_Activity_
Exactly as given, reproduce the records in full.

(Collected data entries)

--------------------

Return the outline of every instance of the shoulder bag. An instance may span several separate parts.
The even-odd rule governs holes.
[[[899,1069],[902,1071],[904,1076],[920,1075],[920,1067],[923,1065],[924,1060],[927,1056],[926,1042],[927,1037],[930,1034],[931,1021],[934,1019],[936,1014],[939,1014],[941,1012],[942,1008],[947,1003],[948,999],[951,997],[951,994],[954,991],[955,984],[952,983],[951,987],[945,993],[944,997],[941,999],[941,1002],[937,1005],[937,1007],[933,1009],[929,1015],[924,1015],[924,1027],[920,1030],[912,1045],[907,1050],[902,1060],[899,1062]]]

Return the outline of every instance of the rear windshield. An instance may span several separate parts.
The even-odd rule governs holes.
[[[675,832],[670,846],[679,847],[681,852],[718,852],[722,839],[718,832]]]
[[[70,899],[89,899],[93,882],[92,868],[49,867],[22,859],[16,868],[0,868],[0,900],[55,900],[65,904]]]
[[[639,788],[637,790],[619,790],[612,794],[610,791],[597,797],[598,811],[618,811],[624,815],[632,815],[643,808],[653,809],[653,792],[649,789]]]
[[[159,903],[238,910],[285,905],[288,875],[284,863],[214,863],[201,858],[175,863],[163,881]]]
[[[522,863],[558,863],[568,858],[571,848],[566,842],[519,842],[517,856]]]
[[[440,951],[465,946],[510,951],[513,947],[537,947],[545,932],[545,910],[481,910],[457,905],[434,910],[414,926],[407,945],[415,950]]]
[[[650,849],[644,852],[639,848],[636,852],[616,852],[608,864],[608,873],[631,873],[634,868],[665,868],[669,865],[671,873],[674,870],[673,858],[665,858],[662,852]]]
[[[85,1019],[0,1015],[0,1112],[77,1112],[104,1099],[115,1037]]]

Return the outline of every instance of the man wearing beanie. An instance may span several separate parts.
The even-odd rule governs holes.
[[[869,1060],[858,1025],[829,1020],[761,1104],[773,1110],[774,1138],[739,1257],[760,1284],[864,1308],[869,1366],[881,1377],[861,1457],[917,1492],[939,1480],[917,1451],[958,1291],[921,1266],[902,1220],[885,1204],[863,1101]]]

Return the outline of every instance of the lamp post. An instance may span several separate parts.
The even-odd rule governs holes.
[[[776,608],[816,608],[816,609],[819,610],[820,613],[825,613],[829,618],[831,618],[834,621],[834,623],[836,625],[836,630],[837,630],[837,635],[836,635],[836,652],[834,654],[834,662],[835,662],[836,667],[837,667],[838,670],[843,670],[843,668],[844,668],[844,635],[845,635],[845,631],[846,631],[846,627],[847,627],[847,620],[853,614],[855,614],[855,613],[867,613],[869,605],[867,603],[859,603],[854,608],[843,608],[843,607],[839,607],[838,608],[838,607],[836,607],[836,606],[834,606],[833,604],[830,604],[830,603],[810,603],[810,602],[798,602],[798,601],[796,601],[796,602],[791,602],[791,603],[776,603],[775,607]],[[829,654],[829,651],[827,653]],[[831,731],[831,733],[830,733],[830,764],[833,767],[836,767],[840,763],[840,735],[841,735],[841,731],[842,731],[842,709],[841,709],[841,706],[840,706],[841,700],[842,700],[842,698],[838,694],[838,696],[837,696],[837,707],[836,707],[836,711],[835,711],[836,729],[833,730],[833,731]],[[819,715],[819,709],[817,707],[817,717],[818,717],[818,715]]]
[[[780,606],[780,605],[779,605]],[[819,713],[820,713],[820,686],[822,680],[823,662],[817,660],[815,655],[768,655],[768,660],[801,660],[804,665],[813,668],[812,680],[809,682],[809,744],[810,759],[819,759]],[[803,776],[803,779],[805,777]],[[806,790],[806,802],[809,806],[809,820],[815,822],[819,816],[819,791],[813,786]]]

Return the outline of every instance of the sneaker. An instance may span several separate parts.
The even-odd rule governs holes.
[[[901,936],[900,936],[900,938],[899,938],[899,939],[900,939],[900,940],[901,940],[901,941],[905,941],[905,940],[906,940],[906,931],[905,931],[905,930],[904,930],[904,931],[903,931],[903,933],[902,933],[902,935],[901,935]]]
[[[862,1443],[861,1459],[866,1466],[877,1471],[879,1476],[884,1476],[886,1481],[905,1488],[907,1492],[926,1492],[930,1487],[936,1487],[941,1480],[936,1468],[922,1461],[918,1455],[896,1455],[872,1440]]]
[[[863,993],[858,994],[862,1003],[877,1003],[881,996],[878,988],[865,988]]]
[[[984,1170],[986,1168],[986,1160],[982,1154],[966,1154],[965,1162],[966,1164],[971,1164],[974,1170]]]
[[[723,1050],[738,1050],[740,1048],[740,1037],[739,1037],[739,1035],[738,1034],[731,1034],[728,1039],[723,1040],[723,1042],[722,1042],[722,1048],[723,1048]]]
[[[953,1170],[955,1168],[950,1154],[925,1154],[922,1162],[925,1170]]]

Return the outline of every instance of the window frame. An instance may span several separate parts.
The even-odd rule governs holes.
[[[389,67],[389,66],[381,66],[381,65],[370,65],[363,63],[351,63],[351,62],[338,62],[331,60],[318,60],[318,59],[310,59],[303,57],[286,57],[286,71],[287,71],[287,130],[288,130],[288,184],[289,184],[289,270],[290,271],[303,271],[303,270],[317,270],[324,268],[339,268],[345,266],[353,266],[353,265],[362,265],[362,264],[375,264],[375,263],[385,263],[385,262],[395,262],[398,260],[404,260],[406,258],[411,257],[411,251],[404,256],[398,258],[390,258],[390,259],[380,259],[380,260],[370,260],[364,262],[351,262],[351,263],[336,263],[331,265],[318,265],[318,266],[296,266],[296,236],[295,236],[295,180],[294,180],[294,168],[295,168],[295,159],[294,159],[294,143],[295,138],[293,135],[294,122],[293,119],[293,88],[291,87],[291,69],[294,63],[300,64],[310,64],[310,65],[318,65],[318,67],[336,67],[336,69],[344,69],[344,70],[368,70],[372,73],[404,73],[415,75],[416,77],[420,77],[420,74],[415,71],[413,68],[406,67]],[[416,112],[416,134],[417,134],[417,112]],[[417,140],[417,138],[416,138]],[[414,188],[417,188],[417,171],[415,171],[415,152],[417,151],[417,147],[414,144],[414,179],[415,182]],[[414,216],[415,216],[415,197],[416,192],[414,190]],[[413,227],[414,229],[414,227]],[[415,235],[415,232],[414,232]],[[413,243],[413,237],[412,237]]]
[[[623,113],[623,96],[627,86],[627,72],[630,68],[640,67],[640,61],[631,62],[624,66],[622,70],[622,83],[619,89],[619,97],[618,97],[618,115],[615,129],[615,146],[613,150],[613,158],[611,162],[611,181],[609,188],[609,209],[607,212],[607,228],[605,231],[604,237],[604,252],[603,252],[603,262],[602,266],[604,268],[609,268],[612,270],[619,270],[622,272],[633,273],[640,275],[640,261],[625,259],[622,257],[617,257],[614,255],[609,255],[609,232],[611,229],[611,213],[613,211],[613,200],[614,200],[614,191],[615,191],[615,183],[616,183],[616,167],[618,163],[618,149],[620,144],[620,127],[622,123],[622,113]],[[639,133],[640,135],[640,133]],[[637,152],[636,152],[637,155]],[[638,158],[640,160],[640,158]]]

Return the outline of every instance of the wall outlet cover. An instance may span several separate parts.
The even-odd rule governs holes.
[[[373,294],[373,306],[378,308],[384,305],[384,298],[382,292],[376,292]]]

--------------------

_Response area_
Return the outline of every instance of the shoulder bag. An instance may span several separate parts.
The even-odd rule governs holes.
[[[899,1069],[902,1071],[904,1076],[920,1075],[920,1067],[923,1065],[924,1060],[927,1056],[926,1042],[927,1037],[930,1034],[931,1021],[934,1019],[936,1014],[939,1014],[941,1012],[942,1008],[947,1003],[948,999],[951,997],[951,994],[954,991],[955,984],[952,983],[951,987],[945,993],[944,997],[941,999],[941,1002],[937,1005],[937,1007],[933,1009],[929,1015],[924,1015],[924,1027],[920,1030],[912,1045],[907,1050],[902,1060],[899,1062]]]

Return the outline of every instance of the rear windshield. An instance may span several separate parts.
The even-odd rule governs holes.
[[[675,832],[670,846],[679,847],[681,852],[718,852],[722,839],[718,832]]]
[[[70,899],[89,899],[93,882],[92,868],[49,867],[22,859],[16,868],[0,868],[0,900],[55,900],[65,904]]]
[[[639,788],[637,790],[619,790],[612,794],[610,791],[597,797],[598,811],[618,811],[624,815],[632,815],[643,808],[653,809],[653,792],[649,789]]]
[[[159,903],[238,910],[285,905],[288,875],[284,863],[214,863],[201,858],[175,863],[163,881]]]
[[[522,863],[558,863],[568,858],[571,848],[566,842],[519,842],[517,856]]]
[[[440,951],[465,946],[510,951],[513,947],[537,947],[545,932],[545,910],[481,910],[457,905],[434,910],[414,926],[407,945],[415,950]]]
[[[650,849],[644,852],[639,848],[636,852],[616,852],[608,864],[608,873],[631,873],[634,868],[665,868],[669,865],[671,873],[674,870],[673,858],[665,858],[662,852]]]
[[[85,1019],[0,1015],[0,1112],[77,1112],[104,1099],[115,1037]]]

Return the outline of every instance of the man wearing beanie. An instance may span several separate parts.
The even-odd rule governs holes.
[[[869,1060],[858,1025],[829,1020],[761,1104],[773,1110],[774,1138],[739,1257],[760,1284],[864,1308],[869,1366],[881,1377],[861,1457],[917,1492],[939,1480],[917,1451],[958,1291],[921,1266],[902,1220],[885,1204],[863,1101]]]

Return the outline of every instance of the lamp post. An instance may span several separate parts.
The even-odd rule governs holes.
[[[776,608],[816,608],[816,609],[819,610],[820,613],[825,613],[829,618],[831,618],[834,621],[834,623],[836,625],[836,630],[837,630],[837,635],[836,635],[836,652],[834,654],[834,662],[835,662],[836,667],[837,667],[838,670],[843,670],[843,668],[844,668],[844,635],[845,635],[845,631],[846,631],[846,627],[847,627],[847,620],[853,614],[855,614],[855,613],[867,613],[869,605],[867,603],[859,603],[854,608],[843,608],[843,607],[839,607],[838,608],[838,607],[836,607],[836,606],[834,606],[833,604],[830,604],[830,603],[810,603],[810,602],[798,602],[798,601],[796,601],[796,602],[791,602],[791,603],[776,603],[775,607]],[[829,654],[829,651],[827,653]],[[831,731],[831,733],[830,733],[830,764],[833,767],[836,767],[840,763],[840,735],[841,735],[841,731],[842,731],[842,709],[841,709],[841,706],[840,706],[841,700],[842,700],[842,698],[838,694],[838,696],[837,696],[837,707],[836,707],[836,711],[835,711],[836,729],[833,730],[833,731]],[[819,715],[819,709],[817,707],[817,717],[818,717],[818,715]]]
[[[780,606],[780,605],[779,605]],[[819,713],[820,713],[820,686],[822,680],[823,662],[817,660],[815,655],[768,655],[768,660],[801,660],[804,665],[813,668],[812,680],[809,682],[809,744],[810,759],[819,759]],[[803,776],[803,779],[805,777]],[[806,790],[806,802],[809,806],[809,820],[815,822],[819,816],[819,791],[813,786]]]

Return the outline of every instance of the sneaker. An instance may span several separate parts.
The even-odd rule governs holes.
[[[901,936],[900,936],[900,938],[899,938],[899,939],[900,939],[900,940],[901,940],[901,941],[905,941],[905,940],[906,940],[906,931],[905,931],[905,930],[904,930],[904,931],[903,931],[903,933],[902,933],[902,935],[901,935]]]
[[[862,1443],[861,1459],[866,1466],[877,1471],[879,1476],[884,1476],[886,1481],[905,1488],[907,1492],[926,1492],[930,1487],[936,1487],[941,1480],[936,1468],[922,1461],[918,1455],[896,1455],[872,1440]]]
[[[863,993],[858,994],[862,1003],[877,1003],[881,996],[878,988],[865,988]]]
[[[984,1170],[986,1168],[986,1160],[982,1154],[966,1154],[965,1162],[966,1164],[971,1164],[974,1170]]]
[[[723,1050],[738,1050],[740,1048],[740,1037],[739,1037],[739,1035],[738,1034],[731,1034],[728,1039],[723,1040],[723,1042],[722,1042],[722,1048],[723,1048]]]
[[[953,1170],[955,1168],[950,1154],[925,1154],[922,1162],[925,1170]]]

Return the outline of every instance of the window frame. An instance may span several separate parts.
The even-odd rule governs holes.
[[[389,67],[389,66],[381,66],[381,65],[370,65],[363,63],[351,63],[351,62],[338,62],[331,60],[318,60],[318,59],[310,59],[303,57],[286,57],[286,71],[287,71],[287,130],[288,130],[288,184],[289,184],[289,270],[290,271],[303,271],[303,270],[317,270],[324,268],[339,268],[345,266],[353,266],[353,265],[362,265],[362,264],[375,264],[375,263],[385,263],[385,262],[395,262],[398,260],[404,260],[406,258],[411,257],[411,251],[404,256],[398,258],[390,258],[390,259],[380,259],[380,260],[370,260],[364,262],[351,262],[351,263],[336,263],[331,265],[318,265],[318,266],[296,266],[296,236],[295,236],[295,180],[294,180],[294,168],[295,168],[295,159],[294,159],[294,143],[295,138],[293,135],[294,122],[293,119],[293,88],[291,87],[291,69],[294,63],[300,64],[310,64],[310,65],[318,65],[318,67],[336,67],[336,69],[344,69],[344,70],[368,70],[372,73],[404,73],[415,75],[416,77],[420,77],[420,74],[415,71],[413,68],[406,67]],[[416,112],[416,134],[417,134],[417,112]],[[417,140],[417,138],[416,138]],[[414,188],[417,188],[417,171],[415,171],[415,152],[417,151],[417,147],[414,144],[414,179],[415,182]],[[414,216],[415,216],[415,197],[416,192],[414,190]],[[413,227],[414,229],[414,227]],[[415,235],[415,232],[414,232]],[[413,243],[413,237],[412,237]]]
[[[623,113],[623,96],[627,86],[627,72],[630,68],[640,67],[640,61],[631,62],[624,66],[622,70],[622,83],[619,89],[619,97],[618,97],[618,115],[615,129],[615,146],[613,150],[613,158],[611,162],[611,181],[609,188],[609,209],[607,212],[607,228],[605,231],[604,237],[604,252],[603,252],[603,262],[602,266],[604,268],[609,268],[612,270],[619,270],[622,272],[633,273],[640,275],[640,261],[625,259],[622,257],[617,257],[614,255],[609,255],[609,232],[611,229],[611,213],[613,211],[613,200],[614,200],[614,191],[615,191],[615,183],[616,183],[616,167],[618,163],[618,149],[620,144],[620,127],[622,123],[622,113]],[[639,133],[640,135],[640,133]],[[637,152],[636,152],[637,155]],[[638,158],[640,160],[640,158]]]

Return the outline of every instance of the wall outlet cover. An instance may span several separate parts.
The even-odd rule governs holes.
[[[373,294],[373,306],[378,308],[384,305],[384,298],[382,292],[376,292]]]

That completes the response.